* _Short exercise_: Copy out the lines of the data below verbatim, starting at the line containing "Practice. Pick out the white wall in" and continuing through the final line of the data, with both of those lines included.

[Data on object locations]
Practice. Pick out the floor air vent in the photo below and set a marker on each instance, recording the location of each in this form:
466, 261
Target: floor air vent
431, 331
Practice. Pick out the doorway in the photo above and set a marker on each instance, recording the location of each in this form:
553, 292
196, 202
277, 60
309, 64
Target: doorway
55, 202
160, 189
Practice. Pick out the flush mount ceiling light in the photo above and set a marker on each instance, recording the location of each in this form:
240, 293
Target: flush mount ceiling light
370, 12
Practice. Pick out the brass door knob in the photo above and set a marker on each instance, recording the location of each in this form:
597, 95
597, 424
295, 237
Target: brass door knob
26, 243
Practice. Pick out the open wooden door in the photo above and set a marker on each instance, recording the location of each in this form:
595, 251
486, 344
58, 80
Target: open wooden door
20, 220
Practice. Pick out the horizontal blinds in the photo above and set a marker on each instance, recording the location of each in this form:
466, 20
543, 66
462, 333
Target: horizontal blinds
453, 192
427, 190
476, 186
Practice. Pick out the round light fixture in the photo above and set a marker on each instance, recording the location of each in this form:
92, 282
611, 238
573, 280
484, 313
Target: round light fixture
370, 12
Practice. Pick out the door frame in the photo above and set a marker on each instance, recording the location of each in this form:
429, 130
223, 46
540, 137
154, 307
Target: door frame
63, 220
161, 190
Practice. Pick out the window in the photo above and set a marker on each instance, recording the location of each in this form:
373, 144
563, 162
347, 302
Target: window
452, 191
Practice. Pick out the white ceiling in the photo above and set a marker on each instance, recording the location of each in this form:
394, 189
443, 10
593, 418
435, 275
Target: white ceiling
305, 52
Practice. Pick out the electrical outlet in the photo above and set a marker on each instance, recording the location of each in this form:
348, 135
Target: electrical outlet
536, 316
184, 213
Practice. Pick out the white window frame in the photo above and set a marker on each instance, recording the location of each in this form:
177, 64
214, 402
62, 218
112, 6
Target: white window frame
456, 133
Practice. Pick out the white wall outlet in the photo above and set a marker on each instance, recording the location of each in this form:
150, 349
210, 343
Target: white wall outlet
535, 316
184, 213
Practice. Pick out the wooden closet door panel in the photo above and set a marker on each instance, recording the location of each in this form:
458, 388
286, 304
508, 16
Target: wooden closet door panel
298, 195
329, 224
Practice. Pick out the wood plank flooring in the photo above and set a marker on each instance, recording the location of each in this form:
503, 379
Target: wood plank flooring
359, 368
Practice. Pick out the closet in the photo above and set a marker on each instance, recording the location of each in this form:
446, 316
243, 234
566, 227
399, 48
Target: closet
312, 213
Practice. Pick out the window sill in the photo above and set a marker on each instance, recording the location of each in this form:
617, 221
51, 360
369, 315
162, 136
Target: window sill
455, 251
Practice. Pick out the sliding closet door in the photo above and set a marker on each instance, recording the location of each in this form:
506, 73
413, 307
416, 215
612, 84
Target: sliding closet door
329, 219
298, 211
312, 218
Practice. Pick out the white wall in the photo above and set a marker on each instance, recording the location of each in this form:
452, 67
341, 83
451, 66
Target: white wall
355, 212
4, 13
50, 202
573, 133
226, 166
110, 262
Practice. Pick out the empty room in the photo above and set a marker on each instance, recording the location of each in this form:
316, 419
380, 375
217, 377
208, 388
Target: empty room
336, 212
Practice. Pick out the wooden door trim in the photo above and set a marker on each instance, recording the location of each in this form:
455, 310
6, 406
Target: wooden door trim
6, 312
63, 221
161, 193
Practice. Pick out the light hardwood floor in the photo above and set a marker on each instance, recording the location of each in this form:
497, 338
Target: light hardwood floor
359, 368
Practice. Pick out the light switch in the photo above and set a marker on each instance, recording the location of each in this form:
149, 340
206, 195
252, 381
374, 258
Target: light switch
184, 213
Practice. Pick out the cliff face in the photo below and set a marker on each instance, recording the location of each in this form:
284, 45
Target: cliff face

* _Expected output_:
Practice. Pick out the white wall in the photo above and set a marker on each instance, recording the location of each in this form:
452, 67
341, 83
451, 66
Target: white wall
355, 212
4, 13
50, 202
573, 133
226, 166
110, 262
Practice. Pick out the empty room in the photo above and set a marker on each instance, recording the location of each in this form:
316, 419
380, 375
217, 377
208, 388
Target: empty room
336, 212
Practice. Pick out the wooden door trim in the photo above and set a marker on each instance, recording the location of each in this form:
455, 310
6, 406
Target: wooden door trim
6, 312
63, 221
161, 193
Practice. Pick out the light hardwood floor in the photo above and set a marker on each instance, recording the location of each in this form:
497, 338
Target: light hardwood floor
359, 368
Practice. Pick out the light switch in the photo above and set a marker on each instance, recording the location of each in this form:
149, 340
206, 195
252, 381
374, 258
Target: light switch
184, 213
Practice. Pick out the cliff face in the photo below and set a marker on each instance, recording the location of each in this form:
284, 45
Target: cliff face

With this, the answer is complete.